TASK TO COMPLETE » This exercise calls for a copy of every line in the listing below that carries the word "dark".
--------
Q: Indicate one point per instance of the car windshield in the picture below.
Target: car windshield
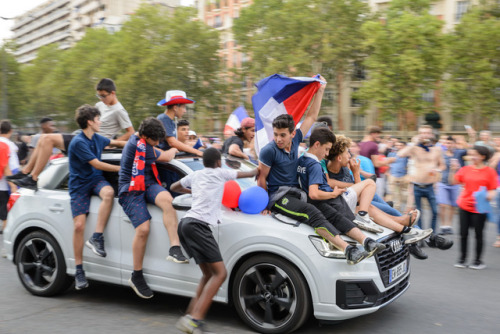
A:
(227, 163)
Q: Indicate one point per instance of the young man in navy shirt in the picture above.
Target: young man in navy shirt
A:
(138, 184)
(85, 180)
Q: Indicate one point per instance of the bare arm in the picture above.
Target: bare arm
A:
(128, 132)
(104, 166)
(183, 147)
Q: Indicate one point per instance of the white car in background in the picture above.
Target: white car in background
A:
(279, 272)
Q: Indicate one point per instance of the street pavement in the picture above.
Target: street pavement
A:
(441, 299)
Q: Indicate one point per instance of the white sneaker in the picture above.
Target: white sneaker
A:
(416, 235)
(365, 223)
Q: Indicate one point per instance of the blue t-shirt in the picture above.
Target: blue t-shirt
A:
(170, 129)
(283, 164)
(81, 150)
(128, 155)
(398, 167)
(310, 172)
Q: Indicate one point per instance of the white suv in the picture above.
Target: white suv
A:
(279, 271)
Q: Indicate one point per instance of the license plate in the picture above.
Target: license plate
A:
(397, 271)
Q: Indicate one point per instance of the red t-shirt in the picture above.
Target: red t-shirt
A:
(472, 178)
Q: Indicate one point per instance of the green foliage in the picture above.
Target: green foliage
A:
(404, 59)
(473, 85)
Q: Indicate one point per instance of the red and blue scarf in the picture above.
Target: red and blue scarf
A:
(137, 182)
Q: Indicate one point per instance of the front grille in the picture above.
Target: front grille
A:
(387, 259)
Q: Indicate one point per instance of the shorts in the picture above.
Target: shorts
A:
(80, 201)
(351, 199)
(134, 203)
(4, 199)
(447, 194)
(198, 241)
(67, 139)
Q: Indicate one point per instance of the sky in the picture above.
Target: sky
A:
(13, 8)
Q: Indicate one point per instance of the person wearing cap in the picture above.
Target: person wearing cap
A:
(175, 101)
(245, 133)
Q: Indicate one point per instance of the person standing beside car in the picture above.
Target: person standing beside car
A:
(85, 180)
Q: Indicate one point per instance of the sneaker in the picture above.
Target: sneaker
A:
(16, 176)
(26, 182)
(415, 235)
(417, 252)
(478, 265)
(366, 224)
(373, 247)
(80, 280)
(175, 255)
(97, 246)
(437, 241)
(140, 287)
(186, 324)
(460, 264)
(354, 255)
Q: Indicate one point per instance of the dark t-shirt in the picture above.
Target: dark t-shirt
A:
(367, 149)
(230, 141)
(128, 155)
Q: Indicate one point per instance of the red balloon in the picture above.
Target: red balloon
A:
(232, 192)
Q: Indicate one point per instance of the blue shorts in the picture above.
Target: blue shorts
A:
(134, 203)
(80, 201)
(447, 194)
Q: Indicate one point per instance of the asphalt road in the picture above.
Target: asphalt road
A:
(441, 299)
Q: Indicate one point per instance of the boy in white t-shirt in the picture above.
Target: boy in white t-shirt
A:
(207, 187)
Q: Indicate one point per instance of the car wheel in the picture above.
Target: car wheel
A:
(270, 295)
(40, 265)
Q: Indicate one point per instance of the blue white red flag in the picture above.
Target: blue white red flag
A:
(234, 121)
(277, 95)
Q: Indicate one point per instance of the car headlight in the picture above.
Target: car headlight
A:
(325, 248)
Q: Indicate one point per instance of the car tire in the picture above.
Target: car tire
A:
(40, 265)
(270, 295)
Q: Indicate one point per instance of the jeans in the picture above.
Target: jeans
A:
(427, 192)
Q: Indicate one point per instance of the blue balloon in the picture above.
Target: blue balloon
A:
(253, 200)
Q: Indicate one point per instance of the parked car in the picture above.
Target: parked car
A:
(279, 271)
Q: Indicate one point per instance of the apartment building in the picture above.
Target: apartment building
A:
(65, 22)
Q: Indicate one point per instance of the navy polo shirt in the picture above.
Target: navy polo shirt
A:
(81, 150)
(170, 129)
(283, 164)
(310, 172)
(127, 161)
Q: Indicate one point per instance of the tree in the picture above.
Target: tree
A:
(298, 37)
(404, 60)
(473, 84)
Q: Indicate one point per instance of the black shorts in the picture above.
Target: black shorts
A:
(67, 139)
(198, 241)
(4, 199)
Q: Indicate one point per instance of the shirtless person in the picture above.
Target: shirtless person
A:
(428, 163)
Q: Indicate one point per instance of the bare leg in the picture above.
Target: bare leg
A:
(107, 195)
(164, 202)
(139, 244)
(216, 274)
(79, 228)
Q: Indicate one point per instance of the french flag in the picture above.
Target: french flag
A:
(277, 95)
(234, 121)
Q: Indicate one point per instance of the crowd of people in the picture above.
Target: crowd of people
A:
(329, 181)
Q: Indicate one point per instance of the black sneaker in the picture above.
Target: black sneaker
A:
(26, 182)
(175, 255)
(373, 247)
(140, 287)
(417, 252)
(354, 255)
(16, 176)
(97, 246)
(80, 280)
(437, 241)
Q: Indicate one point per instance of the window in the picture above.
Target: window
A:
(461, 9)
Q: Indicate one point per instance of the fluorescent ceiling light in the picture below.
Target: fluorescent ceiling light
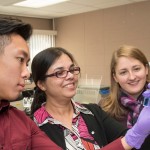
--------
RESULT »
Q: Indicate one point per instance of the dark t-shirt in the picture above.
Target: dark t-shirt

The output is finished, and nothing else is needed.